■ **JOB**
Can you return, word for word, the lines of the listing below from the line with "Target: statue of virgin mary" through the end of the listing, and nothing else?
··· RECORDS FOR THIS TASK ···
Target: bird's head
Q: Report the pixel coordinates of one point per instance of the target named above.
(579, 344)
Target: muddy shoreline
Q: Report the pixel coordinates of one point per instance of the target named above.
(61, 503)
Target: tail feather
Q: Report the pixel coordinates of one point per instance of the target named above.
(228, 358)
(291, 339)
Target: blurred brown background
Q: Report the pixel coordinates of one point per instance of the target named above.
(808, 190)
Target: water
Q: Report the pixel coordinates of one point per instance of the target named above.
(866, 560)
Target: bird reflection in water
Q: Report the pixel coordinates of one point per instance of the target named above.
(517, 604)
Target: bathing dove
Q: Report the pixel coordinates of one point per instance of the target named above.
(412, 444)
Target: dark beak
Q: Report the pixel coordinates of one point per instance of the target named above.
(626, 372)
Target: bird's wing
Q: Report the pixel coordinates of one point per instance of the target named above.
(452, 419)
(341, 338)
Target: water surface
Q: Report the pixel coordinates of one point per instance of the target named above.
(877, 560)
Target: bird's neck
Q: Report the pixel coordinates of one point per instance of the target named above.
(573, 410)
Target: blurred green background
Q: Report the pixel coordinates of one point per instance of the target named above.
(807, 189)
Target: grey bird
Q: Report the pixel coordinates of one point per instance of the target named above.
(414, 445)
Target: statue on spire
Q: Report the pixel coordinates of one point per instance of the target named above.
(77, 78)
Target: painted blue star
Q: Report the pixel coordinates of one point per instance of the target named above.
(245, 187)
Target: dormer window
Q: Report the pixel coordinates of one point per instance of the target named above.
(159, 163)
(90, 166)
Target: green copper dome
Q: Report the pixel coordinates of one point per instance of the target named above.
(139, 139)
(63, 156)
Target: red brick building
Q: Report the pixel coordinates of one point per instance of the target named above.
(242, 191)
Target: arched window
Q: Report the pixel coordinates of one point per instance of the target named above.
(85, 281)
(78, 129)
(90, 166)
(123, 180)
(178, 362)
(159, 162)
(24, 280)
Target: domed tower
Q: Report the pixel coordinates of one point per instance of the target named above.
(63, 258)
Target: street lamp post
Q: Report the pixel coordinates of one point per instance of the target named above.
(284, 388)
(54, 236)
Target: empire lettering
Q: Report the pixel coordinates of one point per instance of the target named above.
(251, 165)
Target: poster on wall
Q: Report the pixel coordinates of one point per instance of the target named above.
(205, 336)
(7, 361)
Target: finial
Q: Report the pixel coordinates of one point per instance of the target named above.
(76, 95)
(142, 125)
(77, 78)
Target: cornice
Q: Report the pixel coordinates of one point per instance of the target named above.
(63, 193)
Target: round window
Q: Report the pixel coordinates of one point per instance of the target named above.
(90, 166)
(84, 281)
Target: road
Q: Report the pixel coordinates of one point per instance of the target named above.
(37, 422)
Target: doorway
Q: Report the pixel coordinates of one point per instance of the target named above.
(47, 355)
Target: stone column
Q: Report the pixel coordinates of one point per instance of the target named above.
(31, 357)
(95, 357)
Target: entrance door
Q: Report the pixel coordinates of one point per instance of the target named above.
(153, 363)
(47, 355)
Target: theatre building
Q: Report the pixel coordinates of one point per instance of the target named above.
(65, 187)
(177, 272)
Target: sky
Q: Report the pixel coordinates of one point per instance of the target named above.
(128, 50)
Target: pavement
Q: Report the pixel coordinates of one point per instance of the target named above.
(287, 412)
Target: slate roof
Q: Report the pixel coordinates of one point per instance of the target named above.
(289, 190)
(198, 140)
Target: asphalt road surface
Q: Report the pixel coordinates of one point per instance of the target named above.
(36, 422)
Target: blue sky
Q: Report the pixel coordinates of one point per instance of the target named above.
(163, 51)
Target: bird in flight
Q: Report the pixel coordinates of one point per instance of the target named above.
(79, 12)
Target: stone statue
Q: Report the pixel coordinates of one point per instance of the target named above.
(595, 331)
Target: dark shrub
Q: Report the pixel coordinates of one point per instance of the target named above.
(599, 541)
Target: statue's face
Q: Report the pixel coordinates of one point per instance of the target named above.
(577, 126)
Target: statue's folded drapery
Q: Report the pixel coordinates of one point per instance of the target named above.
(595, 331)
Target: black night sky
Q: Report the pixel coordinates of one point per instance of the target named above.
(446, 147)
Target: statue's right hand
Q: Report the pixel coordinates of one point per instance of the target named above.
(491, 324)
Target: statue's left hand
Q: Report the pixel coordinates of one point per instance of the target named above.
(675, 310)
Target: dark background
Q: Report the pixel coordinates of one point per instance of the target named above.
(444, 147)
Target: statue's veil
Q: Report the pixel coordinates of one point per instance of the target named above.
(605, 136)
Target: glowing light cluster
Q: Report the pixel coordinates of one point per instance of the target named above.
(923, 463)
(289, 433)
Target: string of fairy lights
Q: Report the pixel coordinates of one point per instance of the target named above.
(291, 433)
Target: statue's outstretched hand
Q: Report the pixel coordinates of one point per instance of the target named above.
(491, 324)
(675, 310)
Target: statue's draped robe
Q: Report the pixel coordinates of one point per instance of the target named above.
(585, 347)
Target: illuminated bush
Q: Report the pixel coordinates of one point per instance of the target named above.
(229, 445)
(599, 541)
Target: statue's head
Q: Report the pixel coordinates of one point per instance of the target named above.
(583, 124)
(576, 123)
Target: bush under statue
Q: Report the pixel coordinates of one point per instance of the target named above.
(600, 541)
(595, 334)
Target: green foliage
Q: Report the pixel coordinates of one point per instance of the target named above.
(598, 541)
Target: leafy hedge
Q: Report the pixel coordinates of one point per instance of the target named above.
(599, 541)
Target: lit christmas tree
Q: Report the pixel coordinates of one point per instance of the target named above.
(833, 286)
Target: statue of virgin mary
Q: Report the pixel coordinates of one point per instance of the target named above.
···
■ **RESPONSE BELOW**
Target: statue of virgin mary
Q: Report the pixel coordinates of one point per instance of the target named above.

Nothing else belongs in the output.